▶ **Exercise goal**
Omit the images, then output each of the records below exactly.

▶ **Stored rows**
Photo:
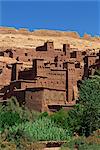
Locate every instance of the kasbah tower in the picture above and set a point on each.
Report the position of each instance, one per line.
(43, 69)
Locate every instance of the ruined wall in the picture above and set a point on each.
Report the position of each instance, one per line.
(33, 100)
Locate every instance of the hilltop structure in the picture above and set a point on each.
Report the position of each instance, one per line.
(45, 78)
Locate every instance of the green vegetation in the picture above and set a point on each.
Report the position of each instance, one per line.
(22, 129)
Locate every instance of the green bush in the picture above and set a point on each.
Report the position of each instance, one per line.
(60, 118)
(81, 143)
(42, 129)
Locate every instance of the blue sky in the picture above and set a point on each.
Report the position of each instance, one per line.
(81, 16)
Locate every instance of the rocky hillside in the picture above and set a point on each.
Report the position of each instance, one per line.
(11, 37)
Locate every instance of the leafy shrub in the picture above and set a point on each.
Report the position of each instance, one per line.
(12, 114)
(60, 118)
(80, 143)
(42, 129)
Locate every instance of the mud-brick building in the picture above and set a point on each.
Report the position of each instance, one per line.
(45, 78)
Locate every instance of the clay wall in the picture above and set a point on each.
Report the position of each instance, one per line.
(71, 81)
(33, 100)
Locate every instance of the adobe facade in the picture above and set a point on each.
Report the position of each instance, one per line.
(45, 78)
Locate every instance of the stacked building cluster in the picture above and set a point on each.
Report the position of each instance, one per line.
(44, 78)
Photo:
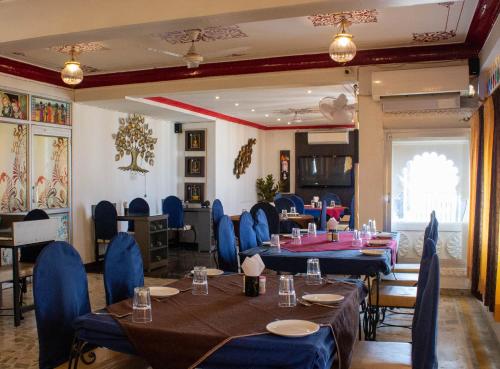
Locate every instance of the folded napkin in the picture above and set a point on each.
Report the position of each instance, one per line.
(253, 266)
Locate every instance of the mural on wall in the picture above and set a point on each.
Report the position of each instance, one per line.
(50, 111)
(50, 166)
(13, 168)
(244, 158)
(14, 105)
(135, 138)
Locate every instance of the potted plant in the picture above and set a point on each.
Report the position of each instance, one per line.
(267, 188)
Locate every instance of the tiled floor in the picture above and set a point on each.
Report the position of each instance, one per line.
(465, 339)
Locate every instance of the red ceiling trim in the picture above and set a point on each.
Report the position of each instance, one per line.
(229, 118)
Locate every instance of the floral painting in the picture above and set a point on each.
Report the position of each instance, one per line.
(13, 168)
(51, 172)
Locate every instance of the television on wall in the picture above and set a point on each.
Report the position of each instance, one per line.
(325, 171)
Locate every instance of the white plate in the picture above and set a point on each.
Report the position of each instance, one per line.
(323, 298)
(163, 291)
(374, 252)
(292, 328)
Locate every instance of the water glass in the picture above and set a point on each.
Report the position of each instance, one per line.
(313, 276)
(287, 297)
(141, 306)
(275, 240)
(311, 229)
(200, 283)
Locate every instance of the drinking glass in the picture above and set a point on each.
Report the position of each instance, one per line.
(311, 229)
(275, 240)
(200, 283)
(141, 306)
(287, 297)
(313, 276)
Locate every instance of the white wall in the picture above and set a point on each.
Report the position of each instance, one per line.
(96, 175)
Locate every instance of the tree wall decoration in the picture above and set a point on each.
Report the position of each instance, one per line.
(134, 138)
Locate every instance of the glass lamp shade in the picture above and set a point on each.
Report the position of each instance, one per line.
(342, 48)
(72, 73)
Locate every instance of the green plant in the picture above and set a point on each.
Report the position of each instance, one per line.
(267, 188)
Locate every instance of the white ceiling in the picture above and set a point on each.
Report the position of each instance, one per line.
(387, 27)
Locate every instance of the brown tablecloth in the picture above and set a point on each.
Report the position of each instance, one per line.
(186, 329)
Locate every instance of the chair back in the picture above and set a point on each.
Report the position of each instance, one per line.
(424, 344)
(322, 216)
(29, 254)
(272, 216)
(226, 251)
(328, 197)
(261, 227)
(248, 237)
(61, 295)
(137, 206)
(298, 203)
(105, 220)
(123, 269)
(283, 203)
(172, 206)
(217, 213)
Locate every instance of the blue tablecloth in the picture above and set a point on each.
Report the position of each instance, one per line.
(331, 262)
(263, 351)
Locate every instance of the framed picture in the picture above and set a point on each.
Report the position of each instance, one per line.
(194, 166)
(194, 192)
(50, 111)
(14, 105)
(195, 140)
(285, 170)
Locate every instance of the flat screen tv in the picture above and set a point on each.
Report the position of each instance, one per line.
(324, 171)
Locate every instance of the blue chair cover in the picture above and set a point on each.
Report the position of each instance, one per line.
(137, 206)
(272, 215)
(283, 203)
(172, 206)
(217, 213)
(248, 238)
(328, 197)
(226, 251)
(425, 327)
(322, 217)
(61, 295)
(298, 203)
(261, 227)
(29, 254)
(123, 269)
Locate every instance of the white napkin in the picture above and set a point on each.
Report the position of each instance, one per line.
(331, 224)
(253, 266)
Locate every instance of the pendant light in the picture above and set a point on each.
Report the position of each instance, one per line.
(72, 73)
(342, 48)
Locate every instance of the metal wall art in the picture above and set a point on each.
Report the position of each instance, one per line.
(244, 158)
(135, 138)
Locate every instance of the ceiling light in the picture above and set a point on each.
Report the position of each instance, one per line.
(342, 48)
(72, 73)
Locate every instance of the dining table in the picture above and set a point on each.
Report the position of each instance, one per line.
(226, 329)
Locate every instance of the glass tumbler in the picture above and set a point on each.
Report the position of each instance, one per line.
(141, 306)
(200, 283)
(313, 276)
(287, 297)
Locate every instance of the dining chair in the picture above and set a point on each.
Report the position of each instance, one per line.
(60, 292)
(421, 354)
(105, 226)
(261, 227)
(226, 252)
(123, 268)
(137, 206)
(272, 216)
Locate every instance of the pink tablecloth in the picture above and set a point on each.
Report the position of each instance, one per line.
(320, 243)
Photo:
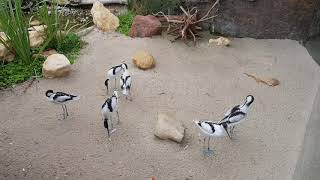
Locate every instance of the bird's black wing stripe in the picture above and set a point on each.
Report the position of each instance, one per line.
(212, 127)
(109, 104)
(234, 109)
(237, 114)
(127, 78)
(60, 94)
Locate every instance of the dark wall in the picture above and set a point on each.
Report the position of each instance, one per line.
(293, 19)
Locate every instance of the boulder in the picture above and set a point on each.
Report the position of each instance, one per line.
(36, 38)
(145, 26)
(103, 18)
(221, 41)
(143, 60)
(56, 65)
(169, 128)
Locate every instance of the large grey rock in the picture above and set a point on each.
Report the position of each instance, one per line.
(169, 128)
(103, 18)
(56, 65)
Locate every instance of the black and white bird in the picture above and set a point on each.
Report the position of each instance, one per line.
(109, 107)
(125, 82)
(61, 98)
(237, 114)
(113, 73)
(211, 129)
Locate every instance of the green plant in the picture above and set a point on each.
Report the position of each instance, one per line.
(71, 46)
(126, 22)
(51, 18)
(153, 6)
(17, 72)
(15, 28)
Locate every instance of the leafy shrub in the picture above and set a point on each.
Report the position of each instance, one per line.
(17, 72)
(126, 22)
(15, 27)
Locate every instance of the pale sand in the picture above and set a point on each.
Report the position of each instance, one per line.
(198, 82)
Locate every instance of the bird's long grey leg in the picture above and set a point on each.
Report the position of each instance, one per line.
(65, 106)
(64, 114)
(232, 130)
(118, 117)
(111, 121)
(204, 142)
(229, 134)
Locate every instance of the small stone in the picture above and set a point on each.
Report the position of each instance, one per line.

▶ **Task answer**
Photo:
Locate every instance of the kasbah tower in the picture above and set a point on each.
Report the position of each instance, one per line.
(43, 69)
Locate every instance of the ruined wall in the picture above and set a point on each.
Report the position of each instance, one per line.
(33, 100)
Locate every instance of the hilltop structure in the picture above and set a point on each.
Report the position of each instance, one per line.
(45, 78)
Locate every instance of the green vegetation in the picture above and set a point on each.
Report the position of each instance, one per line.
(22, 129)
Locate every instance of the green bush in the picture above and set a point on each.
Report the position of each instance, one per line.
(60, 118)
(81, 143)
(42, 129)
Locate every instance of the blue sky in the picture above and set a point on each.
Report the position of each instance, one per line.
(81, 16)
Locate every instance of the rocky hillside in the picture above and set a point on each.
Report the position of each instance, one per line.
(11, 37)
Locate every instance of the leafy shrub in the picture above and set a point on each.
Report the position of each instance, one per line.
(12, 114)
(60, 118)
(80, 143)
(42, 129)
Locate every instance of the mud-brick building in the picture above and set a point on each.
Report the position of each instance, one per line.
(45, 78)
Locate every instance of the clay wall in the picture above and set a point on each.
Report the position of each instance, one per line.
(71, 81)
(33, 100)
Locate every instance of the adobe facade in the picture above and set a point on each.
Report the position of each instance, one per line.
(45, 78)
Locate every instance of the stacked building cluster in the picture above and set a point on each.
Report the position of each instance, one per line.
(44, 78)
Photo:
Locate every instance of the folded napkin in the picture above and set a point on each.
Report the position of each instance, one per line.
(253, 266)
Locate every instance of the mural on wall in the picture above and set a point on each.
Report the position of each instance, one per line.
(50, 111)
(50, 166)
(13, 168)
(244, 158)
(14, 105)
(135, 138)
Locate every instance of the potted plant in the picture above and set a point on each.
Report the position of each instance, one per line.
(267, 188)
Locate every instance of the tiled floor in the picture above and set a point on each.
Report the position of each instance, one per line.
(465, 339)
Locate every instance of the red ceiling trim in the picture above and set a point on each.
Report the position of each instance, one per line.
(229, 118)
Locate every instance of the floral painting in the picture above and set a point on each.
Report the position of each instance, one per line.
(13, 168)
(51, 172)
Locate every instance of the television on wall in the picture above and set a point on each.
Report the position of each instance, one per line.
(325, 171)
Locate every instance of the white plate in the picture above and set a point on each.
Report the position of each instance, one per line.
(323, 298)
(163, 291)
(374, 252)
(292, 328)
Locate every instance of the water glass in the picture above and set a point on each.
Report the position of each instance, one per line.
(313, 276)
(287, 297)
(141, 306)
(275, 240)
(311, 229)
(200, 283)
Locate every instance of the drinking glass in the picture above and set a point on each.
Report the position of each instance, one per line.
(311, 229)
(275, 240)
(200, 283)
(141, 306)
(287, 297)
(313, 276)
Locate every instance of the white wall in the picture above and set a point on each.
Report the position of each instance, one per line.
(96, 175)
Locate every instance of the tree wall decoration in the picture above and set a point on each.
Report the position of each instance, one per line.
(134, 138)
Locate every instance of the glass lamp shade in the picture above and set a point on each.
Report the position of each instance, one per line.
(342, 48)
(72, 73)
Locate every instance of the green plant in the picture above and set a point on each.
Report the position of each instance, one per line.
(267, 188)
Locate every instance of the white ceiling in the picture above and set a point on each.
Report the position of each instance, one per line.
(387, 27)
Locate every instance of the brown tablecloth in the picture above and set a point on each.
Report the position of each instance, one per line.
(186, 329)
Locate every instance of the chair back in the picture above and set a point on each.
Report the position of each instance, one per line.
(424, 344)
(322, 216)
(29, 254)
(272, 216)
(226, 251)
(328, 197)
(261, 227)
(248, 237)
(61, 295)
(137, 206)
(298, 203)
(105, 220)
(123, 269)
(283, 203)
(172, 206)
(217, 213)
Locate every instance of the blue tablecloth in the picture above and set a point on each.
Report the position of each instance, one per line.
(331, 262)
(263, 351)
Locate every instance of the framed picture in the picture above and set a point on each.
Report the position of each instance, one per line.
(194, 166)
(194, 192)
(50, 111)
(14, 105)
(195, 140)
(285, 170)
Locate every instance of the flat screen tv in the picture above and set a point on each.
Report the position of each instance, one per line.
(324, 171)
Locate every instance of the blue chair cover in the picture above and set a point on each.
Report the position of each instance, one per line.
(137, 206)
(272, 215)
(283, 203)
(172, 206)
(217, 213)
(248, 238)
(328, 197)
(226, 251)
(425, 327)
(322, 217)
(61, 295)
(298, 203)
(261, 227)
(29, 254)
(123, 269)
Locate every instance of the white napkin in the picture above and set a point on each.
Report the position of each instance, one per line.
(331, 224)
(253, 266)
Locate every instance of the pendant light in the picture above and set a point on each.
Report the position of each instance, one per line.
(72, 73)
(342, 48)
Locate every instance of the metal wall art in the picture above and set a point on each.
Report the position of each instance, one per line.
(244, 158)
(135, 138)
Locate every instance of the ceiling light in the picture above and set a point on each.
Report the position of each instance, one per line.
(342, 48)
(72, 73)
Locate every instance of the dining table in the picture above and set a point on each.
Report the position of each instance, one per line.
(226, 329)
Locate every instance of the glass tumbler in the picture above and set a point on each.
Report the position of each instance, one per line.
(141, 306)
(200, 283)
(313, 276)
(287, 297)
Locate every instance of the dining chair in the picture above and set a point on each.
Report the position of each instance, one per line.
(60, 292)
(421, 354)
(105, 226)
(261, 227)
(226, 252)
(123, 268)
(137, 206)
(272, 216)
Locate every instance of the pink tablecloth in the picture above and set a point on each.
Report the position of each instance, one per line.
(320, 243)
Photo:
Locate every instance of the bird's black wing stripe in the picture above and set a point on each.
Report the position of each instance, one per line.
(212, 127)
(109, 104)
(234, 109)
(237, 114)
(127, 78)
(60, 94)
Locate every instance of the dark wall in the picture above and set a point on each.
Report the position of each instance, one per line.
(293, 19)
Locate every instance of the boulder in the picture above and set a point on each.
Report the position of each instance, one per line.
(36, 38)
(145, 26)
(103, 18)
(221, 41)
(143, 60)
(56, 65)
(169, 128)
Locate every instance of the large grey rock in the picture above and set a point on each.
Report the position of each instance, one per line.
(169, 128)
(103, 18)
(56, 65)
Locate every instance of the black and white bird in the picture above and set a point on each.
Report the position of each instance, one per line.
(109, 107)
(125, 82)
(61, 98)
(237, 114)
(113, 73)
(211, 129)
Locate every instance of the green plant in the picture above and set a point on each.
Report the position of each instance, one per line.
(71, 46)
(126, 22)
(51, 18)
(153, 6)
(17, 72)
(15, 28)
Locate every instance of the leafy shrub in the picture above and set a point on each.
Report the position of each instance, one per line.
(17, 72)
(126, 22)
(15, 27)
Locate every instance of the pale sand in the picture above and set a point on each.
Report the position of each instance, one per line.
(198, 82)
Locate every instance of the bird's long grey leg in the picture above and set a point on each.
Report the position of each instance, one per line.
(65, 106)
(64, 114)
(232, 130)
(118, 117)
(111, 121)
(204, 142)
(229, 134)
Locate every instance of the small stone in the picture above and set a point on each.
Report the position of each instance, one per line.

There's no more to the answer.